> A block of data
:::

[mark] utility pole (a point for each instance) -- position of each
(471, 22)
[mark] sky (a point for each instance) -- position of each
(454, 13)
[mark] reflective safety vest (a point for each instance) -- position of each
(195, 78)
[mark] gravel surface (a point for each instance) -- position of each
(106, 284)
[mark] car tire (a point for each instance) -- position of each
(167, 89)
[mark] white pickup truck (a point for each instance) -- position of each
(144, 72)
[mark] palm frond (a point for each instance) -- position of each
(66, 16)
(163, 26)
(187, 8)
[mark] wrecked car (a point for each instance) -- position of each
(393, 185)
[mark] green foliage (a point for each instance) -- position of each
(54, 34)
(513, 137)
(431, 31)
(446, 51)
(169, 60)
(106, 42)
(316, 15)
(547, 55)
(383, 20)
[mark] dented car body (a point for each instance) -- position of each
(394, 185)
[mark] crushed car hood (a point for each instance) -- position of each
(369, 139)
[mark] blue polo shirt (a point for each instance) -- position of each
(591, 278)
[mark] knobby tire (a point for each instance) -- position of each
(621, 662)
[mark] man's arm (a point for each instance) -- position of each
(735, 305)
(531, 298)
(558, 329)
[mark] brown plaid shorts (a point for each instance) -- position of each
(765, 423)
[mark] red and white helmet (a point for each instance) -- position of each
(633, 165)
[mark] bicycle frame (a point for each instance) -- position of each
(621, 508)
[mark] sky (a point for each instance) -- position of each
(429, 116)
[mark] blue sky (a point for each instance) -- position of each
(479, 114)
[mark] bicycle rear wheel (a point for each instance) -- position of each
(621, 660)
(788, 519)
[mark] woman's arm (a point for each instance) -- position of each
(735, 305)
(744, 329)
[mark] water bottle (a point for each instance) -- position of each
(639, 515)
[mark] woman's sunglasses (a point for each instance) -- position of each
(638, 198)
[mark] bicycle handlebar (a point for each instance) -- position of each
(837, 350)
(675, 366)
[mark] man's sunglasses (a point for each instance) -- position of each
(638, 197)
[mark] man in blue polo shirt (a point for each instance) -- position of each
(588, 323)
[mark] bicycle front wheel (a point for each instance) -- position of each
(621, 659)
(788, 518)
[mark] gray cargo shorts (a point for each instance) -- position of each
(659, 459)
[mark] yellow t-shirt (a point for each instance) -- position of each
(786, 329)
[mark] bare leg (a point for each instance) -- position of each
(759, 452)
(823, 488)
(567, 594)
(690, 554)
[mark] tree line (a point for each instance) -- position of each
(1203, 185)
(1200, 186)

:::

> Aim
Exactly as written, please output every entry.

> Complete output
[mark] utility pole (a point for each instance) -- position of each
(471, 22)
[mark] sky (a point for each instance) -- position of each
(454, 13)
[mark] reflective safety vest (a point for each instance) -- position of each
(195, 78)
[mark] gravel surface (a point for each instance) -- position of each
(106, 284)
[mark] car tire (a point for each instance) -- position of each
(167, 89)
[mark] white pickup truck (a point for each instance) -- position of each
(144, 72)
[mark] palm frond (a point for each instance) -- position of each
(66, 16)
(163, 26)
(187, 8)
[mark] wrecked car (a point for each instance) -- position of each
(393, 185)
[mark] green foliage (a point for each instance) -- position of each
(54, 34)
(513, 137)
(431, 31)
(446, 51)
(169, 60)
(106, 42)
(316, 15)
(547, 55)
(383, 20)
[mark] dented car body (a point for each instance) -- position of each
(394, 185)
[mark] crushed car hood (a point for each instance) -- position of each
(369, 139)
[mark] blue polo shirt (a point for each instance) -- position of each
(591, 278)
[mark] knobby tire (a point for each instance) -- position of each
(621, 662)
[mark] man's arm (a point for each instance) -- position of each
(735, 305)
(531, 298)
(558, 329)
[mark] brown plaid shorts (a point for each instance) -- position of each
(765, 423)
[mark] red and white helmet (a point for each instance) -- position of each
(633, 165)
[mark] bicycle frame (a point for each instance) -- position of each
(621, 508)
[mark] sky (a point for each instance) -- position of each
(429, 116)
[mark] blue sky (a point for each instance) -- position of each
(479, 114)
[mark] bicycle rear wheel (a point for each instance) -- position of each
(621, 660)
(788, 519)
[mark] woman's arm (a point for each instance) -- position of each
(735, 305)
(744, 329)
[mark] water bottle (a point for each instance) -- position of each
(639, 515)
[mark] woman's sunglasses (a point for each instance) -- position of each
(638, 198)
[mark] bicycle handlebar (a point for each instance) -- position of each
(837, 350)
(675, 366)
[mark] man's sunglasses (a point for each instance) -- position of each
(638, 197)
[mark] man in blue polo shirt (a point for each instance) -- position of each
(588, 323)
[mark] bicycle front wheel (a point for each instance) -- position of each
(621, 659)
(788, 518)
[mark] gray cargo shorts (a point for each instance) -- position of each
(659, 459)
[mark] yellow t-shirt (a point for each instance) -- position of each
(786, 329)
[mark] bare leg (a point for each instance) -- position of each
(759, 452)
(823, 488)
(567, 594)
(690, 554)
[mark] tree line (a point for each instance) -- position of each
(1203, 185)
(1200, 186)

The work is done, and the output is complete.